Page excerpt:
start

How did you bore? drill or machined on a lathe? If you drilled was it all in one go? 

Thanks Norm


----------



## Morelite (Feb 7, 2010)

Norm said:


> How did you bore? drill or machined on a lathe? If you drilled was it all in one go?
> 
> Thanks Norm


 
I used a boring bar on the lathe, I did one end then flipped it and did the other end. I would have used a drill bit in the tailstock chuck if I would have had the right size.


----------



## FliGuyRyan (Feb 7, 2010)

Again,

How much?

What's the UI like?

Will a CR123 be coming for the Cube?

What is a 17500 cell like?

Thanks,
-RC

P.S. Sweet light... I'm surprised no one thought of this design sooner. Go figure.


----------



## TooManyGizmos (Feb 7, 2010)

The cube looks very nice .....

But it's just too darn heavy for carry purposes.

I'm asking for lighter aluminum , please.
.


----------



## Morelite (Feb 7, 2010)

FliGuyRyan said:


> Again,
> 
> How much?
> 
> ...


 
$75
Reverse clicky, two light levels, slight press and the light changes levels.

end

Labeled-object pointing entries
start

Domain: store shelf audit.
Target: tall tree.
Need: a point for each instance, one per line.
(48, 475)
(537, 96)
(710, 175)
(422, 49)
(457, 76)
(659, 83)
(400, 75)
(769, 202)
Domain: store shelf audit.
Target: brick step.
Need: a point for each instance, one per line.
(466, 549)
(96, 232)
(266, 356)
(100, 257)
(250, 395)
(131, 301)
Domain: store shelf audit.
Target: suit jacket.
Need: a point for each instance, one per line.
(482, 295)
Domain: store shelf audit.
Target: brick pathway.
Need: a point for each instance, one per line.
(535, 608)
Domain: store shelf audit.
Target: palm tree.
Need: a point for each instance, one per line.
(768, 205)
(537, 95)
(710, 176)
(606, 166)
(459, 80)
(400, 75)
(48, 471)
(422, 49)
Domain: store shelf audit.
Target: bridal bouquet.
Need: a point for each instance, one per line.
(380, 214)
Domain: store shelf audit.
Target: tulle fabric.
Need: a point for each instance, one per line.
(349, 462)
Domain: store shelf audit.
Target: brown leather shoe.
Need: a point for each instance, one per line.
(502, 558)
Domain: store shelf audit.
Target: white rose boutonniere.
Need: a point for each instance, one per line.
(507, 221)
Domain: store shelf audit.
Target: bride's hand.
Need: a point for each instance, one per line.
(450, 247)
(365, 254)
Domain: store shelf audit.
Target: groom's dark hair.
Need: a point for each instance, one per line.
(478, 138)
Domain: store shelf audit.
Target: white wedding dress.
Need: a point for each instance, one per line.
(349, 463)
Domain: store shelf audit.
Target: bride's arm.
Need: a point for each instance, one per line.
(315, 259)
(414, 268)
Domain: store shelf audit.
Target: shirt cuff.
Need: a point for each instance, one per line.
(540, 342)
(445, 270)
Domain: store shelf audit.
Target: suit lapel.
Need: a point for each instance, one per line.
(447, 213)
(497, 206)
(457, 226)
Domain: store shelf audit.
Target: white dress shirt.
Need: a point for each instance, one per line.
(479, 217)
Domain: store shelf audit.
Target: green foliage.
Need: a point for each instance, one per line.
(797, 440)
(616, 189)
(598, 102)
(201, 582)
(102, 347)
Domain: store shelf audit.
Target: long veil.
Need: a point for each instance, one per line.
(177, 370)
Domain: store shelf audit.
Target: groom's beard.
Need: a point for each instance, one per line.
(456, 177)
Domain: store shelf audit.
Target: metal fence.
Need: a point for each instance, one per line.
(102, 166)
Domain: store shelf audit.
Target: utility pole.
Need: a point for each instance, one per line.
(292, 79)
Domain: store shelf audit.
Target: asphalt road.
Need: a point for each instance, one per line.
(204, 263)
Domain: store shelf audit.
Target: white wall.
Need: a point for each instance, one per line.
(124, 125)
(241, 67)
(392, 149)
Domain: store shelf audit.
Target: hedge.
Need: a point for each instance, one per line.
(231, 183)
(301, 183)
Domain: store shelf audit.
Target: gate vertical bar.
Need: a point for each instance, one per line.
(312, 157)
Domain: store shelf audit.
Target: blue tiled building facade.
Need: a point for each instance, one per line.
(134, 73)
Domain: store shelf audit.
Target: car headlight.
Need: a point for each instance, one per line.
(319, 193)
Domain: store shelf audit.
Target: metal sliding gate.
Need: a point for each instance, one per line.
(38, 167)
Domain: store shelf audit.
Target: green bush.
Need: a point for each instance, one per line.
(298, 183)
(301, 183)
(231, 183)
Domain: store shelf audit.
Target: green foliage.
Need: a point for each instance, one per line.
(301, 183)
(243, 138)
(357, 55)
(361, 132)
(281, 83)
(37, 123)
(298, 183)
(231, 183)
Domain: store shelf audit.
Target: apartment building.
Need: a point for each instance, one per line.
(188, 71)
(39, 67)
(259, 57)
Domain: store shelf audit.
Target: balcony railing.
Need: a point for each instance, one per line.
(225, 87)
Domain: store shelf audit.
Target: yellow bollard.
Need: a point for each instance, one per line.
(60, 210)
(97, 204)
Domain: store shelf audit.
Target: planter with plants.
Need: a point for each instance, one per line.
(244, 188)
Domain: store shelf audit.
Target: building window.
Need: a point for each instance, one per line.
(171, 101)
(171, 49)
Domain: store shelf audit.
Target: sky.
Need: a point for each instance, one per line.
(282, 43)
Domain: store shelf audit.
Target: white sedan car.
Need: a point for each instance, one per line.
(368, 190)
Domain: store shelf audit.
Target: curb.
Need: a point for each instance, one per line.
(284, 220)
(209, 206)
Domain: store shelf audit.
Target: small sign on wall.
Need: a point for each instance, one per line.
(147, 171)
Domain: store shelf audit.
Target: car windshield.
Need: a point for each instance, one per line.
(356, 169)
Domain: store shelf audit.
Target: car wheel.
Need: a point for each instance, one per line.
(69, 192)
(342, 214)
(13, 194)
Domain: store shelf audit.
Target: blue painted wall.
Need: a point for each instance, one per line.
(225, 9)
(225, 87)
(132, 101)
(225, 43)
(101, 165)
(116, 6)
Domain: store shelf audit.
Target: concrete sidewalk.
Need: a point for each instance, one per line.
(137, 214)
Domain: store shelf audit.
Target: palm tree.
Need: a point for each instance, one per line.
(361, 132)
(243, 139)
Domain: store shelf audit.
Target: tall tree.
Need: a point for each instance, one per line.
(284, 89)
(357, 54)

end

Task set:
a. Answer these questions from the forum thread above the entries:
(i) What tool did Morelite use on the lathe to do the boring?
(ii) What price does Morelite give?
(iii) What material does TooManyGizmos ask for?
b. Copy word for word the part of the forum thread above the entries, starting with "Will a CR123" and going on through "sooner. Go figure.".

Solutions to the tasks:
a.
(i) A boring bar.
(ii) $75.
(iii) Lighter aluminum.

b.
Will a CR123 be coming for the Cube?

What is a 17500 cell like?

Thanks,
-RC

P.S. Sweet light... I'm surprised no one thought of this design sooner. Go figure.